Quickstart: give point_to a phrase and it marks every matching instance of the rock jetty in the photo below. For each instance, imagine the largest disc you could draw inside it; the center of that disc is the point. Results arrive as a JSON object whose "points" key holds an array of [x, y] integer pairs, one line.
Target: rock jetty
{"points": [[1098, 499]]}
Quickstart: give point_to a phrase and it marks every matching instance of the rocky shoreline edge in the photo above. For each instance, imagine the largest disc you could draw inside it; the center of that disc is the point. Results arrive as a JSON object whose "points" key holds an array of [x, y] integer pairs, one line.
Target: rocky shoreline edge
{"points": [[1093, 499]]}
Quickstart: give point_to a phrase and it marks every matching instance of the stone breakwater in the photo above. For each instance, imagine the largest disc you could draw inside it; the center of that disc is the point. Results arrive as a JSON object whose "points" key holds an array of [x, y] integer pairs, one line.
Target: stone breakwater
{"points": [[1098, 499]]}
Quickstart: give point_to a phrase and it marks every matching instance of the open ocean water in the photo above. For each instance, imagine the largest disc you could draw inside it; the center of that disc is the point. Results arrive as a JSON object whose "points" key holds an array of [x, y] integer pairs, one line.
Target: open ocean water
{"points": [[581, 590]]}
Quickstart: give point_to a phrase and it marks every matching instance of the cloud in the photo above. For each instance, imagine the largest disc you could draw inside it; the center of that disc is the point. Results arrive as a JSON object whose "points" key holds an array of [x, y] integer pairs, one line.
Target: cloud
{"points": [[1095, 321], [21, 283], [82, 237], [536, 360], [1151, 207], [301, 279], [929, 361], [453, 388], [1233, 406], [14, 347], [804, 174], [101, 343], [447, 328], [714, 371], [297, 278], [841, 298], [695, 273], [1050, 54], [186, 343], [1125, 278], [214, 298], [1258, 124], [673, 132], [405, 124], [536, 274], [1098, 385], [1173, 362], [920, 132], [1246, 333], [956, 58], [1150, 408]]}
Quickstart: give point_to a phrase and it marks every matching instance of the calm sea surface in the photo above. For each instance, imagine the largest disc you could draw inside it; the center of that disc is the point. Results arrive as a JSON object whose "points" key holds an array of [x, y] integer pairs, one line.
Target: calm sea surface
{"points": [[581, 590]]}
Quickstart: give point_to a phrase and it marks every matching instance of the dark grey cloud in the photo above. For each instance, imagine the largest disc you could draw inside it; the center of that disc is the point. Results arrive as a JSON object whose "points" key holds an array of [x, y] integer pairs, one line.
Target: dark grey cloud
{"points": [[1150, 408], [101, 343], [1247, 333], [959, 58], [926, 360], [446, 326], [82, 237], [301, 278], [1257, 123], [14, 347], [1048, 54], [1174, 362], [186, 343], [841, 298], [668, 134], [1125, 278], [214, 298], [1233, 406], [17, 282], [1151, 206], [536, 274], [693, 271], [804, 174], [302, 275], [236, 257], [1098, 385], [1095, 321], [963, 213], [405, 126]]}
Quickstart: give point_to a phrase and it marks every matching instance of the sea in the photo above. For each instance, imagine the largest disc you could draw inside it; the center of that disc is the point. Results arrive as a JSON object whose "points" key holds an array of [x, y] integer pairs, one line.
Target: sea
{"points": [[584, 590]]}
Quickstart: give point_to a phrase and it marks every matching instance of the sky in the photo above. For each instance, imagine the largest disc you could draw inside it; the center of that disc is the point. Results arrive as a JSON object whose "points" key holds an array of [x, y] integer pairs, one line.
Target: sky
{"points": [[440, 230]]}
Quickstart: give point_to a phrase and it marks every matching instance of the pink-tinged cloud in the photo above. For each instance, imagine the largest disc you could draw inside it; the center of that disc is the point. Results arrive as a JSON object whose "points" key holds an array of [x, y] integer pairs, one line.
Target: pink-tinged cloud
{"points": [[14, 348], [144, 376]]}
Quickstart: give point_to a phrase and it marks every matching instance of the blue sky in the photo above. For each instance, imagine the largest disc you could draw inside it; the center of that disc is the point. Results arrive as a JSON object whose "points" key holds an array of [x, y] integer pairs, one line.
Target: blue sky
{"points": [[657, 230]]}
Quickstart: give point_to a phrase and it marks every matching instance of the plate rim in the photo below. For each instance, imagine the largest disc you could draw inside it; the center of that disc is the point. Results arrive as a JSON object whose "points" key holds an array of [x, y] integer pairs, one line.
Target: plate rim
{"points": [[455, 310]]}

□ □ □ □ □ □ □

• _DIRECTIONS FOR THIS TASK_:
Edit the items above so that every "largest disc" becomes "widest circle", changing nothing else.

• _EXPECTED ANSWER_:
Quickstart: give point_to a phrase and it marks every matching instance of the rock jetty in the photo below. For each instance, imagine the widest circle you could draw inside it; the center of that disc is the point. Results arrive as a JSON object whose "points" key holds an array of [x, y] integer pairs, one line.
Target: rock jetty
{"points": [[1098, 499]]}
Quickstart: give point_to a phrase and it marks every matching instance of the rocky shoreline edge in the photo above. For each instance, imagine the widest circle you could draw inside it; the center of that disc is the point. Results arrive as a JSON object whose "points" key holds an array of [x, y] integer pairs, one line.
Target: rocky shoreline edge
{"points": [[1093, 499]]}
Quickstart: give point_to a phrase and it marks every matching instance of the stone breakwater in the photo above. For each instance, imagine the widest circle you could draw inside it; the center of that disc is the point. Results arrive as a JSON object whose "points" key holds an array of [x, y] integer pairs, one line.
Target: stone breakwater
{"points": [[1098, 499]]}
Quickstart: give point_to a phrase and it marks every matching instance of the open ocean water in the photo above. For each instance, imagine the widest circle you could draw inside it; the center of that disc is the point. Results arrive as a JSON object whose "points" key holds an array of [x, y] integer pairs, one line.
Target: open ocean water
{"points": [[581, 590]]}
Quickstart: give point_to a phrase and it marks every matching instance of the cloud in the photo above. For each instance, imagine the widest circle you could draw inside it; the center of that disc is the point. Results arrive as a JSON object whose "points" key holds an array of [x, y] integer pairs, one line.
Target: cloud
{"points": [[1095, 321], [21, 283], [82, 237], [536, 360], [1151, 207], [301, 279], [929, 361], [453, 388], [1233, 406], [14, 347], [804, 174], [101, 343], [447, 328], [714, 371], [297, 278], [841, 298], [695, 273], [1050, 54], [186, 343], [1125, 278], [214, 298], [1258, 124], [673, 132], [405, 124], [536, 274], [1098, 385], [1173, 362], [920, 132], [1246, 333], [956, 58], [1150, 408]]}
Quickstart: give point_to a phrase and it marks every matching instance of the calm sea surface in the photo above. For each instance, imagine the widest circle you could draw inside it; the center of that disc is the point. Results arrive as a JSON object whose "points" key holds an array of [x, y] integer pairs, one line.
Target: calm sea surface
{"points": [[581, 590]]}
Quickstart: give point_to a phrase and it marks every matching instance of the dark grey cloud in the photo above. For each instance, imagine the widest circle you could draw inside it; the center of that disc is the point. Results arrive as a JSON object whose "points" key holds an array of [x, y] integer pairs, one line.
Target: dark grey cloud
{"points": [[1150, 408], [101, 343], [1247, 333], [959, 58], [926, 360], [446, 326], [82, 237], [301, 278], [1257, 123], [14, 347], [1048, 54], [1174, 362], [186, 343], [841, 298], [668, 134], [1125, 278], [214, 298], [1233, 406], [17, 282], [1151, 206], [536, 274], [693, 271], [804, 174], [302, 275], [236, 257], [1098, 385], [1095, 321], [963, 213], [405, 126]]}
Quickstart: give point_to a phrase and it marks every matching instance of the sea in the photo above. For each instance, imagine the widest circle you could draw inside it; the center of that disc is the point. Results arrive as a JSON object whose "points" key holds an array of [x, y] integer pairs, one line.
Target: sea
{"points": [[584, 590]]}
Quickstart: give point_to a phrase and it marks every matching instance of the sky in the photo above. For each instance, imagine the widest circle you could draw inside it; the center of that disc is the point. Results arrive as a JSON object whose "points" key holds an array of [x, y] integer pairs, one line.
Target: sky
{"points": [[440, 230]]}
Quickstart: give point_to a phrase and it marks every matching instance of the pink-tinged cloud in the photo above. For each instance, imagine the widest circle you could draw inside it; the center of that disc is the point. Results arrive as a JSON object whose "points" key holds an array of [x, y] integer pairs, one line.
Target: pink-tinged cloud
{"points": [[14, 348], [144, 376]]}
Quickstart: give point_to a phrase and it marks every matching instance of the blue sky in the photo above. For each instance, imagine the widest circle you could draw inside it; the center of that disc is the point. Results arrive as a JSON object whose "points" key holds an array of [x, y] integer pairs, one line.
Target: blue sky
{"points": [[657, 230]]}
Quickstart: give point_to a phrase and it marks every matching instance of the plate rim in the photo below. For each instance, imagine the widest circle you could draw inside it; the center of that disc is the point. Results arrive as a JSON object whose "points" key holds an array of [x, y] integer pairs, one line.
Target: plate rim
{"points": [[455, 310]]}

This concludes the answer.